DOCUMENT SEGMENT:
* * * * * * *
I was a GP on the frontline of a whooping cough epidemic. Here is what I saw. – UK Health Security Agency


Poster used by The Health Education Council 1969 to 1987, showing a woman cradling a baby

Doug Jenkinson was a Midlands GP for 37 years, during which time he made a special study of whooping cough and documented over 700 cases.

The thing about whooping cough is that anyone can diagnose it once they have heard the typical cough. The ‘whooping’ noise happens right at the end of a choking cough attack, although not everyone makes it.

I returned from a spell in Central Africa in the mid-1970s to take up a GP job in the Midlands to find that most parents had stopped allowing their babies to be given whooping cough vaccine.

There had been a scare that the vaccine could very occasionally cause serious side effects. Nobody knew whether it was true or not, and even some doctors stopped advising it.

It was later proved that it was not the vaccine causing the side effects. But, by then, the damage had been done.

Whooping cough came back big time, and my 3 partners and I in the GP practice saw well over 100 cases in the last few months of 1977 when the outbreak hit. It went on for a year or more before settling down.

More than a decade went by before people were confident in the vaccine again. In the meantime, everyone had seen how nasty whooping cough was and realised what a great job the vaccine did.

It stopped children getting these terrible bouts of coughing where they vomited, went blue and became frightened and exhausted.

Because that is what happens with whooping cough, and these spasms happen at least a dozen times a day. The worst ones seem to happen at night, and everyone loses sleep. The whole family suffers distress, not just the person with it.

If it only lasted a week or 2, like most coughs, you might think you could deal with that. But no, it lasts 6 to 7 weeks, on average, and sometimes longer. Although some cases do clear up in as little as 3.

Back then we would often get cases in nurseries and schools and people became very familiar with it. You’d get diagnoses on the way to school in the morning. “Hey, your daughter has just coughed, and it sounds like whooping cough,” teachers or parents would say. “You had better get her to the doctor.”

We always put suspect cases in a side room when they came in so infection would not spread. Quite often there would be a waiting room full of people waiting patiently for their turn to see the doctor, and then somebody would have a typical whooping cough spasm.

All ears would prick up until one of the staff ushered them into a side room before the whole space was full of whooping cough bugs.

Thankfully, the vaccine was able to protect children during the most dangerous years, and now the vaccine available in pregnancy has worked a little miracle to protect newborn babies against the most severe disease.

It’s vital that women get vaccinated at the optimal time when pregnant – during every pregnancy – to protect their newborn. Babies are the most vulnerable to severe whooping cough, in some tragic cases even dying.

But neither vaccination nor infection provide lifelong protection so people can get it again when they’re older. And for adults, in my experience, it often seems to go on longer and the spasms can still be painful.

The bottom line from my many years of practice as a GP is just make sure you and your children have all the recommended immunisations. Vaccination during pregnancy saves babies’ lives.
* * * * * * *
RECORDS SUPPLIED:
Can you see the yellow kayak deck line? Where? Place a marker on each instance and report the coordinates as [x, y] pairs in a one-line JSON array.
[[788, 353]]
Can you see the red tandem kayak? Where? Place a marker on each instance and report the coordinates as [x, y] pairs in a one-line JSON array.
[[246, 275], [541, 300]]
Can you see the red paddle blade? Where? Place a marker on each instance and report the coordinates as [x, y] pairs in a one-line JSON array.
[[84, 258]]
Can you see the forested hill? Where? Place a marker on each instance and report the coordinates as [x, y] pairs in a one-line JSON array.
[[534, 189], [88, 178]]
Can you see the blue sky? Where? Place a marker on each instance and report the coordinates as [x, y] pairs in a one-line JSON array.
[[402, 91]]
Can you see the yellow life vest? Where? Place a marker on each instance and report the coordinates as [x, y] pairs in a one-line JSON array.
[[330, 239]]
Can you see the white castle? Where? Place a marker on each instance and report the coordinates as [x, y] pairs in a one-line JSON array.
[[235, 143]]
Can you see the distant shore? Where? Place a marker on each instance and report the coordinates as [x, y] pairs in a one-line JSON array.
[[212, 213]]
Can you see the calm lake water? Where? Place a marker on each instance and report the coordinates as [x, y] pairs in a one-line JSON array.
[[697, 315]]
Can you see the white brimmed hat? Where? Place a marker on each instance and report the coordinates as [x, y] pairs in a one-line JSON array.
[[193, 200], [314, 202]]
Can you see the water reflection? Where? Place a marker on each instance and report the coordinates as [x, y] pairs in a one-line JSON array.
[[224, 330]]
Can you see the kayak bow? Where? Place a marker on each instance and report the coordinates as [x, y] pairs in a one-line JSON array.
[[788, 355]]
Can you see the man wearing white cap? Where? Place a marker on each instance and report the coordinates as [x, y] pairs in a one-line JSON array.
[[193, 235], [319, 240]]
* * * * * * *
Rewrite the paragraph of the whooping cough article above that begins "Whooping cough came back big time" in shorter form, keeping its main facts.

OUTPUT OF THE TASK:
When the outbreak hit in late 1977, my 3 practice partners and I saw well over 100 cases in a few months, and it lasted a year or more before settling.